- Origin: Quezon City, Metro Manila, Philippines
- Genres: Alternative metal; nu metal; rap metal; rap rock;
- Years active: 1999–present
- Label: Warner Music
- Members: Pochoy Labog (vocals) Bryan Makasiar (drums) Kelley Mangahas (bass) Boogie Romero (guitars)

= Dicta License =

Filipino rock band

Dicta License is a Filipino rock band formed in December 1999, whose music is a fusion of rock, rap, and grunge. The band consists of Pochoy Labog on vocals, Bryan Makasiar on drums, Kelley Mangahas on bass, and Boogie Romero on guitar.

The band's name literally translates as "License to Speak", which can be aptly associated with the philosophical cum socio-political tone evident in their songs. The band's influences include Rage Against the Machine, Lauryn Hill, the Roots, Public Enemy, Incubus among many others, with RATM being their strongest influence of all.

== Career ==
In 2001, Warner Music Philippines included their songs "Duct Tape" and "Criminal" in its compilation album No Seat Affair, together with other bands such as Cog, DTS, Zooom, Six Digit and Euglito's Eye. In the same year, the band was invited to the Busan International Rock Festival in Korea, where they performed in front of a crowd of about 25,000.

In 2003, they released a 5-song EP which consisted of their original songs "Burning Streets of Love and Hate", "Criminal", "Smoke Under the Table", "Falling Earth" and "Undiscarded". Two years later, the band released their first album Paghilom under Warner Music Philippines on September 21, 2005. It consisted of ten tracks with lyrics that explicitly address the Filipino youth with issues of socio-political concern. Their carrier single from this album, "Ang Ating Araw" was the most played song on NU 107 for the year 2005. On April 9, 2021, the band released their second album Pagbigkas as a digital release and a Limited Edition and numbered pressing vinyl of the album was released on May 25, 2022.
• • • • •
*Set exercise 1*: How would you condense the paragraph of the Dicta License article that begins "The band's name literally translates" into a short bulleted list that keeps its main facts?
*Set exercise 2*: Can you swap "grunge" for "punk" and write out everything in the Dicta License article from "- Origin: Quezon" down to "influence of all."?

*Data records*:
• • • • •
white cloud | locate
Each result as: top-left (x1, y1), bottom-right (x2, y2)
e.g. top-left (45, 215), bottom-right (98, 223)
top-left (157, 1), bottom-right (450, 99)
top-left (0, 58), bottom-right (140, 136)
• • • • •
*Written reply 1*:
- The band's name means "License to Speak," which fits the philosophical and socio-political tone of their songs.
- Their influences include Rage Against the Machine, Lauryn Hill, the Roots, Public Enemy, and Incubus, among many others.
- Rage Against the Machine is their strongest influence.

*Written reply 2*:
- Origin: Quezon City, Metro Manila, Philippines
- Genres: Alternative metal; nu metal; rap metal; rap rock;
- Years active: 1999–present
- Label: Warner Music
- Members: Pochoy Labog (vocals) Bryan Makasiar (drums) Kelley Mangahas (bass) Boogie Romero (guitars)

= Dicta License =

Filipino rock band

Dicta License is a Filipino rock band formed in December 1999, whose music is a fusion of rock, rap, and punk. The band consists of Pochoy Labog on vocals, Bryan Makasiar on drums, Kelley Mangahas on bass, and Boogie Romero on guitar.

The band's name literally translates as "License to Speak", which can be aptly associated with the philosophical cum socio-political tone evident in their songs. The band's influences include Rage Against the Machine, Lauryn Hill, the Roots, Public Enemy, Incubus among many others, with RATM being their strongest influence of all.